── Исходный текст ──

«Ай, ай, ай, ай, мама! Милая мама! Побежала я за зонтиком, мама (очень ведь жарко), шарила в комоде и в столе искала. Нет, как нарочно! Я второпях к окну подбежала. Может быть, зонтик там позабыла… Вдруг вижу: на окне-то кот наш Матрос, забравшись на клетку, скребет! Снегирь дрожит, забился в угол, пищит. Зло меня взяло! Э, брат, до птичек ты лаком, нет! Постой, попался!.. Вишь ты, кот!..»
Ребенок, захлебываясь, рассказывает историю, переживая все сызнова. Подчеркнут и самый драматический момент: «Кот спокойно в глаза мне смотрит, а сам уж лапу в клетку заносит. Только что думал схватить снегиря… А я его — хлоп!» И тут же — с полной переменой интонации, когда переживается сразу и ушиб, и обида: «Мама! Какая твердая клетка! Пальцам так больно, мама, мама! Вот в самых кончиках, вот тут…»
«Кот Матрос» будет закончен 15 августа. Через месяц, 14 сентября появится вторая вещь, «Поехал на палочке»:
Гей! Гоп, гоп, гоп! Гей, поди!
Гей! Гей, поди! Гоп, гоп, гоп!
Та-та-та-та-та-та-та-та-та!
Тпру! Стой! Вася, а Вася!
Слушай, приходи играть сегодня!..
Опять сценка-монолог. Мальчик «едет» в Юкки — курортное местечко в Финляндии. Здесь тоже маленькая драма:
Ой! ой! больно! Ой, ногу!
Ой, больно! Ой, ногу!..

───

> _Письменное задание 1_: Приведите отрывок исходного текста от «Тпру! Стой! Вася, а» до «ой! больно! Ой, ногу!», подставив «Петя» вместо «Вася».
Исходный текст и строки ниже — два отдельных материала, не связанных между собой.

── Входные данные ──

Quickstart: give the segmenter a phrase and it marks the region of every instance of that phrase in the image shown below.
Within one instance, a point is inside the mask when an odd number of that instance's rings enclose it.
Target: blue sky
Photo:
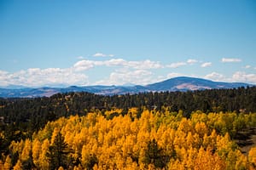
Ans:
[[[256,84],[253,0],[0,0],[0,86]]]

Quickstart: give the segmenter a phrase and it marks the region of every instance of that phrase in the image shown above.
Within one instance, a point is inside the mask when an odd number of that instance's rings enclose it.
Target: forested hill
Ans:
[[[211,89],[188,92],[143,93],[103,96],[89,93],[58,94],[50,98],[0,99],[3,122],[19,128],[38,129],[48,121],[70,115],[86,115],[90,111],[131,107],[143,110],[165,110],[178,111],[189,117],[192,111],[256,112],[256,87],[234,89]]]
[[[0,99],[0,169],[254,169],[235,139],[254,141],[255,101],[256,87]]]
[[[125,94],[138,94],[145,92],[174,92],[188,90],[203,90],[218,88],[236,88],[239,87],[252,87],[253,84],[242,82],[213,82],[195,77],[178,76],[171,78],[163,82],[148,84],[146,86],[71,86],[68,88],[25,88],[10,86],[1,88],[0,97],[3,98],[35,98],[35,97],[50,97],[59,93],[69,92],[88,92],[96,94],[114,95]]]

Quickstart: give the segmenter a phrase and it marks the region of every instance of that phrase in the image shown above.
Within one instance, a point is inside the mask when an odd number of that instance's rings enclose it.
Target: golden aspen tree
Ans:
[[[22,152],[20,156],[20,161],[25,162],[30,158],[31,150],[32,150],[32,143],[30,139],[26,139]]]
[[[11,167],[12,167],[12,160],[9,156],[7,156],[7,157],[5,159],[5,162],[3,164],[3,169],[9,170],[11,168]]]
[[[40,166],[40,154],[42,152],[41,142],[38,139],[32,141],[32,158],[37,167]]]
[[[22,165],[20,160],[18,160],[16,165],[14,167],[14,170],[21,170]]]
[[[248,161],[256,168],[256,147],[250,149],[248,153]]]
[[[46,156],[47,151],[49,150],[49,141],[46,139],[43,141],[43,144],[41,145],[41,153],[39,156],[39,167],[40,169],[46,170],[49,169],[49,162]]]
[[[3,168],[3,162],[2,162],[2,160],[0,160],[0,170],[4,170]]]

───

> _Письменное задание 2_: Перепишите строки набора с самого начала по строку с «[[[256,84],[253,0],[0,0],[0,86]]]» включительно в виде CSV с двумя столбцами, «текст» и «ответ»: по одной записи на каждую пару текста и ответа, каждое значение в одном поле в кавычках, переносы строк заменены пробелами. Изображения в результат не включайте.

> _Правильный ответ 1_:
Тпру! Стой! Петя, а Петя!
Слушай, приходи играть сегодня!..
Опять сценка-монолог. Мальчик «едет» в Юкки — курортное местечко в Финляндии. Здесь тоже маленькая драма:
Ой! ой! больно! Ой, ногу!

> _Правильный ответ 2_:
текст,ответ
"Quickstart: give the segmenter a phrase and it marks the region of every instance of that phrase in the image shown below. Within one instance, a point is inside the mask when an odd number of that instance's rings enclose it. Target: blue sky Photo: Ans:","[[[256,84],[253,0],[0,0],[0,86]]]"